### Directions for this task
Could you render every line of the records below as a numbered list, leaving out any blank lines?

### Material to process
◆ ◆ ◆

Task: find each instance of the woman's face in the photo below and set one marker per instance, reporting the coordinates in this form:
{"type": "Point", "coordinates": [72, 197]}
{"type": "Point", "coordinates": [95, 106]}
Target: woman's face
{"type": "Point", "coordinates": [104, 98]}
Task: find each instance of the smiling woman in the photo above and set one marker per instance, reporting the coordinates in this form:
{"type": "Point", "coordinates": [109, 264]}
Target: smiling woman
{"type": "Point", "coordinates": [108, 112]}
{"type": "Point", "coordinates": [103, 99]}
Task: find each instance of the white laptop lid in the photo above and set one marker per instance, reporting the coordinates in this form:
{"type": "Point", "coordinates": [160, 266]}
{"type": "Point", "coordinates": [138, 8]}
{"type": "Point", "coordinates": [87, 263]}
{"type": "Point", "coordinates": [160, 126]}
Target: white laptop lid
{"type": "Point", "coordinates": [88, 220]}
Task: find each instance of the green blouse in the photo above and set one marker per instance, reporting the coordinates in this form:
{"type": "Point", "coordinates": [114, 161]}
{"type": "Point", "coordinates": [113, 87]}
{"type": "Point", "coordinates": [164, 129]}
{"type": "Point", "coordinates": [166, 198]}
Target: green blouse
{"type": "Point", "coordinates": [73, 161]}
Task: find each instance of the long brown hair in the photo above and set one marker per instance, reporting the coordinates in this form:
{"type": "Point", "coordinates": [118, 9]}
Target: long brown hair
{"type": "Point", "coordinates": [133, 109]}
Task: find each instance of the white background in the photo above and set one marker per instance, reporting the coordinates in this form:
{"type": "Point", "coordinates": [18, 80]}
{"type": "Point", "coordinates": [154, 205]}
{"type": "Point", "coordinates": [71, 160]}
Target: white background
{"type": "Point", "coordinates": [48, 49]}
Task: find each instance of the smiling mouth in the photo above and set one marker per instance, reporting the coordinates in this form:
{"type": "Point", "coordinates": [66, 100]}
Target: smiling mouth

◆ ◆ ◆

### Reply
1. Task: find each instance of the woman's face in the photo below and set one marker per instance, reporting the coordinates in this form:
2. {"type": "Point", "coordinates": [72, 197]}
3. {"type": "Point", "coordinates": [95, 106]}
4. Target: woman's face
5. {"type": "Point", "coordinates": [104, 98]}
6. Task: find each instance of the smiling woman in the photo above and set one marker per instance, reporting the coordinates in this form:
7. {"type": "Point", "coordinates": [109, 264]}
8. Target: smiling woman
9. {"type": "Point", "coordinates": [108, 112]}
10. {"type": "Point", "coordinates": [103, 99]}
11. Task: find each instance of the white laptop lid in the photo above and set one marker per instance, reporting the coordinates in this form:
12. {"type": "Point", "coordinates": [160, 266]}
13. {"type": "Point", "coordinates": [138, 8]}
14. {"type": "Point", "coordinates": [87, 263]}
15. {"type": "Point", "coordinates": [160, 126]}
16. Target: white laptop lid
17. {"type": "Point", "coordinates": [88, 220]}
18. Task: find each instance of the green blouse in the photo above and set one marker per instance, reporting the coordinates in this form:
19. {"type": "Point", "coordinates": [114, 161]}
20. {"type": "Point", "coordinates": [113, 87]}
21. {"type": "Point", "coordinates": [164, 129]}
22. {"type": "Point", "coordinates": [166, 198]}
23. Target: green blouse
24. {"type": "Point", "coordinates": [73, 161]}
25. Task: find each instance of the long brown hair in the photo above and set one marker per instance, reporting the coordinates in this form:
26. {"type": "Point", "coordinates": [118, 9]}
27. Target: long brown hair
28. {"type": "Point", "coordinates": [133, 109]}
29. Task: find each instance of the white background in the photo above and set one marker per instance, reporting the coordinates in this form:
30. {"type": "Point", "coordinates": [18, 80]}
31. {"type": "Point", "coordinates": [154, 205]}
32. {"type": "Point", "coordinates": [71, 160]}
33. Target: white background
34. {"type": "Point", "coordinates": [48, 49]}
35. Task: find each instance of the smiling mouth in the photo above and set one marker per instance, reporting the coordinates in this form:
36. {"type": "Point", "coordinates": [66, 100]}
37. Target: smiling mouth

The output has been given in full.